**The problem**
Reproduce every one of the rows below character for character, leaving out the pictures.

**Provided material**
━━━━

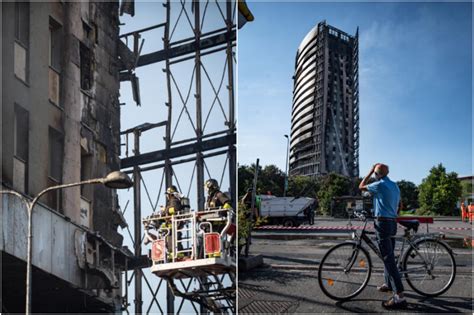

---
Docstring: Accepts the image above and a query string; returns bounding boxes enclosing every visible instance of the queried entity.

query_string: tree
[418,163,462,215]
[238,164,261,198]
[318,173,353,215]
[397,180,419,210]
[461,181,472,200]
[238,164,285,197]
[257,165,285,196]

━━━━

**Reply to the exercise**
---
Docstring: Accepts the image above and a query string; returns bounding boxes enclosing every visible instance of the queried entity.

query_string: tree
[418,163,462,215]
[238,164,261,198]
[318,173,353,215]
[397,180,419,210]
[461,181,472,200]
[238,164,285,197]
[257,165,285,196]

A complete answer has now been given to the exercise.